- **Exercise brief**:
Render every line of the material below as a JSON list of strings, one string per line, with blank lines and the pictures left out.

Location labeling records
[Begin]

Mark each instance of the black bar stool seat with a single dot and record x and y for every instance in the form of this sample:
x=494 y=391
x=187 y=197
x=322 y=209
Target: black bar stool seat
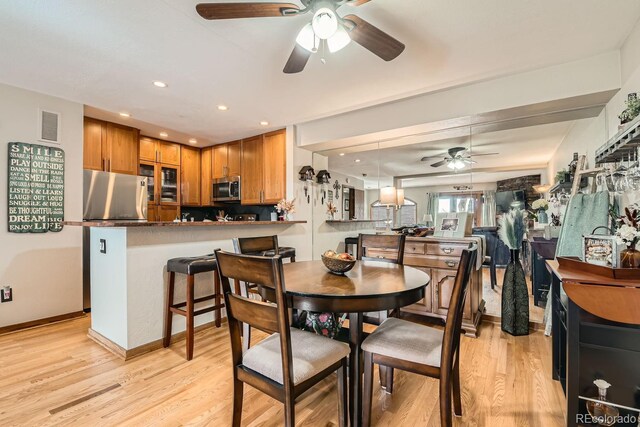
x=190 y=266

[End]

- **Answer below**:
[
  "Mark each instance of the black bar stool seat with a single dot and record x and y for every instance in the form of this sample:",
  "x=494 y=391",
  "x=187 y=197",
  "x=322 y=209",
  "Target: black bar stool seat",
  "x=190 y=266"
]